- **TASK BRIEF**: In the items below, return each line unchanged, starting at the line that contains "[trace] dark hair -> outlines" and running down through the line that contains "127L241 134L245 135L245", with both of those lines included.
begin DATA SHOWN
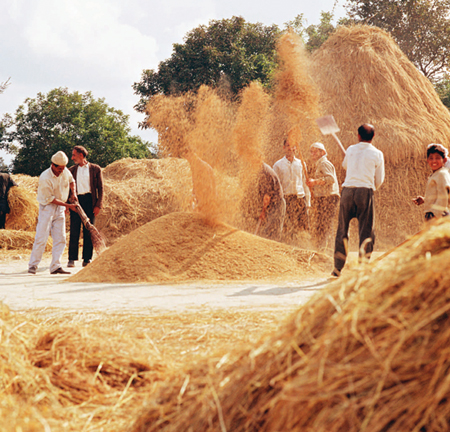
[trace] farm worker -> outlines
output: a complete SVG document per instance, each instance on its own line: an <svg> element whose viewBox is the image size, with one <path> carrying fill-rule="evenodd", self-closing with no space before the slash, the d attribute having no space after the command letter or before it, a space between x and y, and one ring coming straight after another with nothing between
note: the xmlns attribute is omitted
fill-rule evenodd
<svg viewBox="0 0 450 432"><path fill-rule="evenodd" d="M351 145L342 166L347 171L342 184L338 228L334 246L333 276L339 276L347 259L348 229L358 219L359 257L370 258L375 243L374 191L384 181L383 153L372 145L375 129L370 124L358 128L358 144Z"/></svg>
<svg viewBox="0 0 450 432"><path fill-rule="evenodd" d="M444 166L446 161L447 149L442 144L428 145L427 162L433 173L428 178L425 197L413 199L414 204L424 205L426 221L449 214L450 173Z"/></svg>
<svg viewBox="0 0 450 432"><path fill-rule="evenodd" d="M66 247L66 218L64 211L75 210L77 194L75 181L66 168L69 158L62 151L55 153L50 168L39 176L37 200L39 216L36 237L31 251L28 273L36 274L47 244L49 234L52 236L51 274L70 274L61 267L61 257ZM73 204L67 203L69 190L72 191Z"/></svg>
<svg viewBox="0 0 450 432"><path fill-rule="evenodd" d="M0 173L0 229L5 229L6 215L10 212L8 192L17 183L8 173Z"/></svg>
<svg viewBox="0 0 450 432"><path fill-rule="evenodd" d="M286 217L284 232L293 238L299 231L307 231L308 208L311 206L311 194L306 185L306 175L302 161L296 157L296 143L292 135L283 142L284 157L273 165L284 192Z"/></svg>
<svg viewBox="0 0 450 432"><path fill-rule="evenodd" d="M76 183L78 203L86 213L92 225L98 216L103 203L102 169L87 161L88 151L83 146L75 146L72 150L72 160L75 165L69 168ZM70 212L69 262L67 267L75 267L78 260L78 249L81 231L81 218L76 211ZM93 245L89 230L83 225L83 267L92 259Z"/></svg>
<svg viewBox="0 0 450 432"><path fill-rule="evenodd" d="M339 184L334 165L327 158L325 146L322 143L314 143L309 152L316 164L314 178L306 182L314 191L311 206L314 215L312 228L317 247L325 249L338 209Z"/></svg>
end DATA SHOWN
begin DATA SHOWN
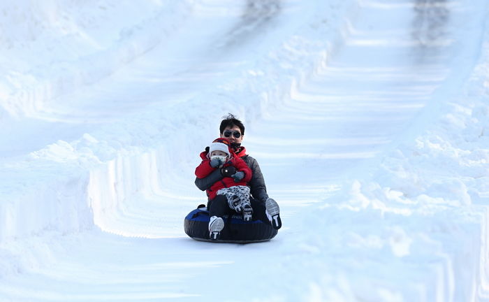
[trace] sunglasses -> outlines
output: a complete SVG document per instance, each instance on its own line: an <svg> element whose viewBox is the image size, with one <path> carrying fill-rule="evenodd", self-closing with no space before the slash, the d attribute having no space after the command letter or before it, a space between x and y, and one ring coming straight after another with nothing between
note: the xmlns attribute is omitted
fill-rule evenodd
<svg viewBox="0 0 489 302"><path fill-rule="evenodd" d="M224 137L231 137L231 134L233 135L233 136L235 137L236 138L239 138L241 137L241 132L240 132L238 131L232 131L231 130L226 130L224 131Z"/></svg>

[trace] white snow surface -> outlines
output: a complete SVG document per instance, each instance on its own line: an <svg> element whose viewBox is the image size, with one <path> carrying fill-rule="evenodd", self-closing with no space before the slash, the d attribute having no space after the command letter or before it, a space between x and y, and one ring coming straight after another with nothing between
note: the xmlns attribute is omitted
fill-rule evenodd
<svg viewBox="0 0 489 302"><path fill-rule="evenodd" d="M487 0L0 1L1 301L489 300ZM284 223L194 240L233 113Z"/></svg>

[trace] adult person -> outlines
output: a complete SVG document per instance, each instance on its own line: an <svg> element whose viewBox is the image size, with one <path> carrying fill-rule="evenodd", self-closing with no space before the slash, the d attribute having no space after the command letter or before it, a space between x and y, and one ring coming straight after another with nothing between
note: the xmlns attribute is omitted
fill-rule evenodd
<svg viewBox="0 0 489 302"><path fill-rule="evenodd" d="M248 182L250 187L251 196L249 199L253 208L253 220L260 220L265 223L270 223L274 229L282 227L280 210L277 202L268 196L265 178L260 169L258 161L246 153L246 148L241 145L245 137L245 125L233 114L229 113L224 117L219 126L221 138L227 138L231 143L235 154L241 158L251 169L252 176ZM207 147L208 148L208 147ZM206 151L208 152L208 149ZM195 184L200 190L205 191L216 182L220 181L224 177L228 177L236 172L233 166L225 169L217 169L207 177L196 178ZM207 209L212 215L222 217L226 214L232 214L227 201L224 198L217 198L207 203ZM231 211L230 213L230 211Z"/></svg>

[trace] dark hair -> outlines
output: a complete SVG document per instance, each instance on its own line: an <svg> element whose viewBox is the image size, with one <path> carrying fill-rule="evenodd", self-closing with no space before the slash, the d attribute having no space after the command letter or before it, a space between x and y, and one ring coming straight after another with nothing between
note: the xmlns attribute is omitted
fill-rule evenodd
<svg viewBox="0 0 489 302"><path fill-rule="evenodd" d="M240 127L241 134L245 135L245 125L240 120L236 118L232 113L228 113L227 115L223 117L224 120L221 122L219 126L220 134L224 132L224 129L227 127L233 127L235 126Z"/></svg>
end DATA SHOWN
- **THE ANSWER**:
[trace] dark hair -> outlines
output: a complete SVG document per instance, each instance on its own line: an <svg> element whose viewBox is the image size, with one <path> carrying fill-rule="evenodd", self-closing with no space before the slash, the d attribute having no space after the command letter or before it, a space between x and y, and one ring coming straight after another with nothing between
note: the xmlns attribute is omitted
fill-rule evenodd
<svg viewBox="0 0 489 302"><path fill-rule="evenodd" d="M240 127L241 134L245 135L245 125L240 120L236 118L232 113L228 113L227 115L223 117L224 120L221 122L219 126L220 134L224 132L224 129L227 127L233 127L235 126Z"/></svg>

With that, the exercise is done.